- YOUR INSTRUCTIONS -
Quote the part of the listing that opens with the line containing "Please mark the region of every instance of the green" and runs through the end of the listing, with both ends included. Leave out any pictures.

━━ RECORD EXCERPTS ━━

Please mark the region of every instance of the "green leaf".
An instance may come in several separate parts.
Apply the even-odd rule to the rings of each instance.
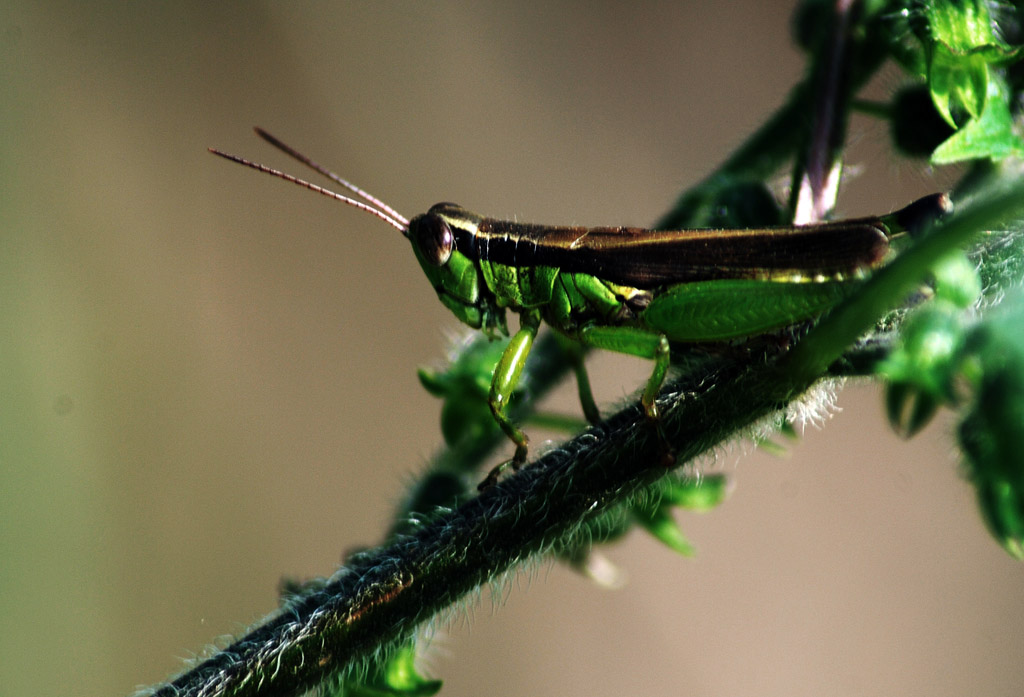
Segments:
[[[971,119],[932,154],[933,165],[965,160],[1001,160],[1024,155],[1024,143],[1014,131],[1007,91],[1001,81],[988,81],[988,99],[977,118]]]
[[[441,681],[428,680],[416,670],[416,647],[412,644],[392,653],[383,665],[374,666],[362,681],[347,681],[330,697],[432,697]]]
[[[988,529],[1024,560],[1024,302],[1008,303],[968,340],[975,393],[958,436]]]
[[[1021,49],[997,36],[983,0],[925,3],[924,15],[932,99],[955,128],[962,115],[978,119],[992,96],[989,66],[1017,58]]]

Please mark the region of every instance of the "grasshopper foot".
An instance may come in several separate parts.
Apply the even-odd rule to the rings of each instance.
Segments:
[[[525,437],[525,436],[524,436]],[[476,485],[477,491],[486,491],[492,486],[498,483],[498,478],[502,476],[505,470],[512,468],[513,472],[517,472],[520,467],[526,464],[526,455],[529,452],[526,443],[521,445],[516,445],[515,454],[512,460],[506,460],[501,465],[492,468],[487,476],[483,478],[483,481]]]

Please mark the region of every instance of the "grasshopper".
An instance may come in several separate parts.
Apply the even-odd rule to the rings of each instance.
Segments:
[[[890,256],[890,243],[949,208],[932,194],[888,216],[750,229],[651,230],[572,227],[496,220],[440,203],[412,219],[273,137],[264,140],[355,194],[350,198],[280,170],[210,148],[232,162],[367,211],[413,246],[438,299],[492,339],[519,330],[499,359],[487,403],[515,445],[486,488],[527,459],[529,439],[508,403],[542,323],[580,344],[654,361],[640,404],[654,424],[656,397],[673,343],[757,337],[817,317],[848,296]],[[586,380],[582,369],[578,378]],[[588,420],[598,420],[589,386],[580,389]]]

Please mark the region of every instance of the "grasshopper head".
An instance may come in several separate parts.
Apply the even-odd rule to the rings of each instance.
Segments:
[[[455,204],[436,204],[409,222],[409,238],[437,297],[455,316],[490,337],[508,335],[505,310],[495,302],[474,263],[480,220]]]

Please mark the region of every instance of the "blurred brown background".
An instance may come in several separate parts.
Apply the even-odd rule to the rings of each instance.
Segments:
[[[801,78],[791,4],[0,6],[0,695],[163,680],[376,542],[439,444],[415,368],[455,320],[407,243],[208,145],[305,174],[264,126],[408,215],[645,224]],[[947,183],[852,139],[843,214]],[[594,369],[608,404],[649,367]],[[544,564],[467,601],[443,694],[1020,694],[1024,567],[950,425],[839,404],[721,454],[695,559],[633,535],[621,591]]]

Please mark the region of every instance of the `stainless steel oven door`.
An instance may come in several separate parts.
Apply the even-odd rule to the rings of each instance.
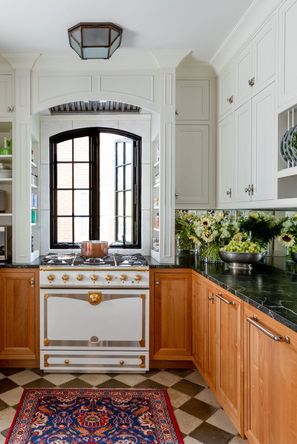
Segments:
[[[148,289],[40,289],[40,349],[147,350]]]

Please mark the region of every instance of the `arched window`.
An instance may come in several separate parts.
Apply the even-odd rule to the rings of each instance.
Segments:
[[[50,138],[51,248],[141,247],[141,138],[84,128]]]

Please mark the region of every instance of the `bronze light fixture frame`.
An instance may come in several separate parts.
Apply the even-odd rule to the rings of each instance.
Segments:
[[[94,30],[104,28],[107,28],[108,30],[108,42],[107,44],[87,45],[84,44],[83,32],[83,29],[88,29]],[[116,33],[115,36],[113,38],[112,40],[111,40],[112,31],[114,32],[114,34],[115,32]],[[120,28],[119,26],[117,26],[114,23],[98,23],[87,22],[78,23],[77,24],[75,25],[74,26],[72,26],[72,28],[69,28],[68,30],[68,36],[69,39],[70,47],[79,55],[80,58],[83,60],[86,60],[87,59],[109,59],[115,51],[120,46],[122,33],[123,28]],[[80,37],[79,39],[77,38],[79,36]],[[114,36],[113,36],[113,37]],[[112,48],[113,50],[111,53],[111,49],[112,48],[113,44],[115,44],[117,40],[119,40],[118,44],[118,42],[117,42],[115,49]],[[84,49],[88,48],[107,48],[107,54],[106,55],[107,56],[94,57],[84,56],[85,55],[84,55],[83,50]]]

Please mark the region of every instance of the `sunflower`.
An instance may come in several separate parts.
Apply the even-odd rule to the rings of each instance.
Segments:
[[[277,240],[280,244],[285,247],[291,247],[295,243],[295,239],[287,233],[283,233],[278,236]]]

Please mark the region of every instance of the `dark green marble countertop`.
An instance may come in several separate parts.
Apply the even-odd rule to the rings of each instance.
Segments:
[[[39,268],[40,256],[31,264],[0,262],[1,268]],[[250,271],[233,270],[225,263],[203,264],[194,255],[175,256],[174,264],[146,258],[151,269],[190,268],[297,332],[297,264],[275,253]]]

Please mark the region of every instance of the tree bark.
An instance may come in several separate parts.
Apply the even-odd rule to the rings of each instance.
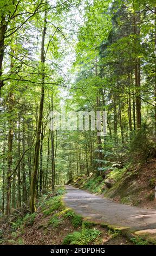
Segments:
[[[41,62],[42,64],[42,86],[41,86],[41,95],[40,99],[40,111],[39,111],[39,117],[37,127],[37,133],[36,139],[35,147],[35,155],[34,160],[34,167],[32,172],[31,180],[31,186],[30,186],[30,210],[31,212],[33,213],[35,211],[35,191],[36,191],[36,180],[38,173],[38,158],[40,153],[40,135],[41,129],[42,122],[42,117],[43,113],[43,107],[44,107],[44,80],[45,80],[45,74],[44,74],[44,41],[46,34],[47,28],[47,10],[44,12],[44,27],[42,34],[42,40],[41,44]]]

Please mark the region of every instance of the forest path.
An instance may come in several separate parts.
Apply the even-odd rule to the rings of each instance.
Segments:
[[[133,230],[156,228],[156,210],[114,203],[72,186],[66,188],[66,205],[90,221]]]

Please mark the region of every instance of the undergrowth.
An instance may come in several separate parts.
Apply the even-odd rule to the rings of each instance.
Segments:
[[[96,229],[82,228],[80,231],[74,231],[67,235],[62,242],[62,245],[84,245],[93,244],[100,237],[101,233]]]

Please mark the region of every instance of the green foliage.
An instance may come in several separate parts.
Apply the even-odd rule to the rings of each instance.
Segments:
[[[154,191],[152,191],[150,193],[146,194],[145,197],[149,201],[153,201],[155,198]]]
[[[149,185],[152,188],[154,188],[156,186],[156,178],[152,178],[150,179]]]
[[[61,201],[62,196],[57,196],[50,198],[47,201],[43,208],[43,213],[44,215],[50,215],[55,211],[60,210],[62,208],[62,203]]]
[[[81,225],[83,218],[78,215],[71,210],[69,210],[65,212],[63,216],[64,218],[68,218],[71,221],[74,228],[78,228]]]
[[[155,154],[155,145],[148,138],[148,129],[146,124],[132,135],[130,155],[133,161],[147,162],[148,159]]]
[[[32,226],[36,217],[36,214],[28,214],[23,219],[23,224],[26,227]]]
[[[96,240],[101,235],[100,231],[95,229],[82,229],[81,231],[75,231],[67,235],[62,242],[62,245],[90,245],[96,243]]]
[[[11,230],[13,231],[16,231],[18,228],[20,228],[23,225],[23,219],[19,218],[17,220],[16,222],[11,223]]]
[[[57,228],[61,224],[62,219],[60,217],[59,218],[56,215],[53,215],[53,216],[49,221],[48,224],[51,225],[54,228]]]

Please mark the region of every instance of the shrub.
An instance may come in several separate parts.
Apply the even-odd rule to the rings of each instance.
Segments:
[[[95,242],[101,235],[100,231],[95,229],[82,229],[80,232],[75,231],[67,235],[64,239],[62,245],[89,245]]]

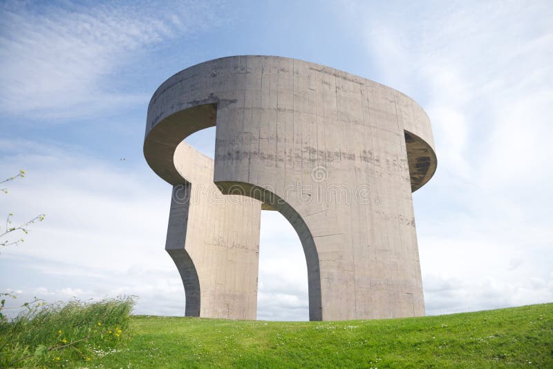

━━━

- WRITTEN RESPONSE -
Please mark the region of every instance of the green foliage.
An instance may come in several separate parts.
Apply the even-odd rule to the rings of each instance.
Segments:
[[[154,191],[152,191],[150,193],[146,194],[145,197],[149,201],[153,201],[155,198]]]
[[[149,185],[152,188],[154,188],[156,186],[156,178],[152,178],[150,179]]]
[[[61,201],[62,196],[57,196],[50,198],[47,201],[43,208],[43,213],[44,215],[50,215],[55,211],[60,210],[62,208],[62,203]]]
[[[81,225],[83,218],[78,215],[71,210],[69,210],[65,212],[63,216],[64,218],[68,218],[71,221],[74,228],[78,228]]]
[[[155,154],[155,145],[148,138],[148,129],[146,124],[132,135],[130,155],[133,161],[147,162],[148,159]]]
[[[32,226],[36,217],[36,214],[28,214],[23,219],[23,224],[26,227]]]
[[[96,240],[101,235],[100,231],[95,229],[82,229],[81,231],[75,231],[67,235],[62,242],[62,245],[90,245],[96,243]]]
[[[11,230],[13,231],[16,231],[18,228],[20,228],[23,225],[23,219],[19,218],[17,220],[16,222],[11,223]]]
[[[57,228],[61,224],[62,219],[60,217],[59,218],[56,215],[53,215],[53,216],[49,221],[48,224],[51,225],[54,228]]]

Please mark the region of every instance of the shrub.
An instance may come in several separate parts.
Apply the even-odd rule to the rings of each instance.
Segments:
[[[95,242],[101,235],[100,231],[95,229],[82,229],[80,232],[75,231],[67,235],[64,239],[62,245],[89,245]]]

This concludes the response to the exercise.